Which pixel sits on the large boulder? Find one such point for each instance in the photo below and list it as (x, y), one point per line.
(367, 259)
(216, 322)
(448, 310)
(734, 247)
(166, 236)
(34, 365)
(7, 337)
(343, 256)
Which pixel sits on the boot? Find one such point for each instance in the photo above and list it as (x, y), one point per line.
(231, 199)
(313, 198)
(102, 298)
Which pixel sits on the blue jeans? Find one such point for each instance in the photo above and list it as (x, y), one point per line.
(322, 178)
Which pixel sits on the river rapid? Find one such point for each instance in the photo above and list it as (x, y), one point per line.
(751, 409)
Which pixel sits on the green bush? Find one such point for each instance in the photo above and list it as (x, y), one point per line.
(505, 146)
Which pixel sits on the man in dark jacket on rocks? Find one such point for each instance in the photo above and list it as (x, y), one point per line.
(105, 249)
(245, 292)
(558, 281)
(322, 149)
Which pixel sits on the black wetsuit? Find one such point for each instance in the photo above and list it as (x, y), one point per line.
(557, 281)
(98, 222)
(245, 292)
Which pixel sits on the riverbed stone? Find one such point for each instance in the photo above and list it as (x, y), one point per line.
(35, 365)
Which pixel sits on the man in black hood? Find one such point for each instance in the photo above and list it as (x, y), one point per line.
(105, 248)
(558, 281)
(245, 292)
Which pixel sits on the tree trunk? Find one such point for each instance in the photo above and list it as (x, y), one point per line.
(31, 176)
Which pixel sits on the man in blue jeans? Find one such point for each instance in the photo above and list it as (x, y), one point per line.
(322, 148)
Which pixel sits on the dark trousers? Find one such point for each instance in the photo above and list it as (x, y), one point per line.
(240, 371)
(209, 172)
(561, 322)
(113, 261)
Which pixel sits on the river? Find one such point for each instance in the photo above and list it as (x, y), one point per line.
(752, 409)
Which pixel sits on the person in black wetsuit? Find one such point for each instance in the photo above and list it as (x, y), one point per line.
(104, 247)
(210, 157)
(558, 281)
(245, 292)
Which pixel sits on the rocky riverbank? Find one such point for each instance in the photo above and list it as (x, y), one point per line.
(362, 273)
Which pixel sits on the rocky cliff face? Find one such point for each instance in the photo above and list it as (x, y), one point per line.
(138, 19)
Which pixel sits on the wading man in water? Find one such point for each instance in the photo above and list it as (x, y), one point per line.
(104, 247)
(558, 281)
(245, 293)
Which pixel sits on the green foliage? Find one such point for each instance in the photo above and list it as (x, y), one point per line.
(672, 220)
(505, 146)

• Task objective
Rewrite every one of the records above as a numbered list, with blank lines dropped.

• Finished task
1. Which pixel sits on the large boulder? Find one such point for each instance in the photo below and list it as (x, y), one point per line.
2. (367, 259)
3. (216, 322)
4. (448, 310)
5. (734, 247)
6. (166, 236)
7. (34, 365)
8. (7, 337)
9. (343, 256)
10. Which pixel sits on the boot? Find one such point for each instance in the photo above and list it as (x, y), one point per line.
11. (231, 199)
12. (313, 198)
13. (102, 298)
14. Which pixel sits on the blue jeans? Find one such point for each instance in the photo above and list it as (x, y), one point per line.
15. (322, 178)
16. Which pixel sits on the river rapid? Find one such point for each instance in the photo above and list it as (x, y), one point per line.
17. (751, 409)
18. Which pixel sits on the green bush? Find one such point for each instance in the photo above and list it as (x, y), one point per line.
19. (505, 146)
20. Which pixel sits on the man in dark jacket on rocks? Find one such point for each instance in the photo above and list it as (x, y), one point per line.
21. (105, 249)
22. (245, 292)
23. (558, 281)
24. (322, 149)
25. Which pixel sits on the black wetsuit? Find one such point for each instance in the photo above and list it as (x, y), one point per line.
26. (557, 281)
27. (98, 222)
28. (245, 292)
29. Which pixel sits on the riverbed stone? Find one such point for each instance in the photo above and list it as (x, y), one point per line.
30. (35, 365)
31. Which pixel sits on the man in black hood? Find one such point for each instance in the photo above and list it as (x, y), one point per line.
32. (105, 248)
33. (558, 281)
34. (245, 292)
35. Which pixel sits on the tree trunk? Find one such point for each instance in the photo above and list it as (x, y), one point per line.
36. (31, 176)
37. Which pixel sits on the man in blue jeans? Find one such point for each instance in the photo above and list it as (x, y), one point per line.
38. (322, 148)
39. Which pixel sits on the dark trousers? Find one such point for each instance in the photo above and list it as (x, y), one point per line.
40. (240, 371)
41. (209, 172)
42. (561, 322)
43. (113, 261)
44. Which pixel sits on the river? Find one such point for each instance in the photo above and list it as (x, y), one point per line.
45. (752, 409)
46. Which pixel sits on the person in black wetsuit? Find one such point for each instance in the photo above and list it as (x, y), one point per line.
47. (104, 247)
48. (210, 157)
49. (558, 281)
50. (245, 292)
51. Which pixel sits on the rocky riverbank? Find one such point for each instance in the photo above and list it as (x, y), one point per line.
52. (362, 273)
53. Which pixel sits on the rocky cliff face? Find one such point for each instance in the photo above and list it as (x, y), one point per line.
54. (138, 19)
55. Which pixel sits on the wading man in water? Find one such point for each instance in the photo above and list it as (x, y), one point per line.
56. (104, 247)
57. (558, 281)
58. (245, 293)
59. Which pixel sits on the green foliage? Find one such point for each instance in the photo above and list it as (x, y), one point per line.
60. (672, 220)
61. (505, 146)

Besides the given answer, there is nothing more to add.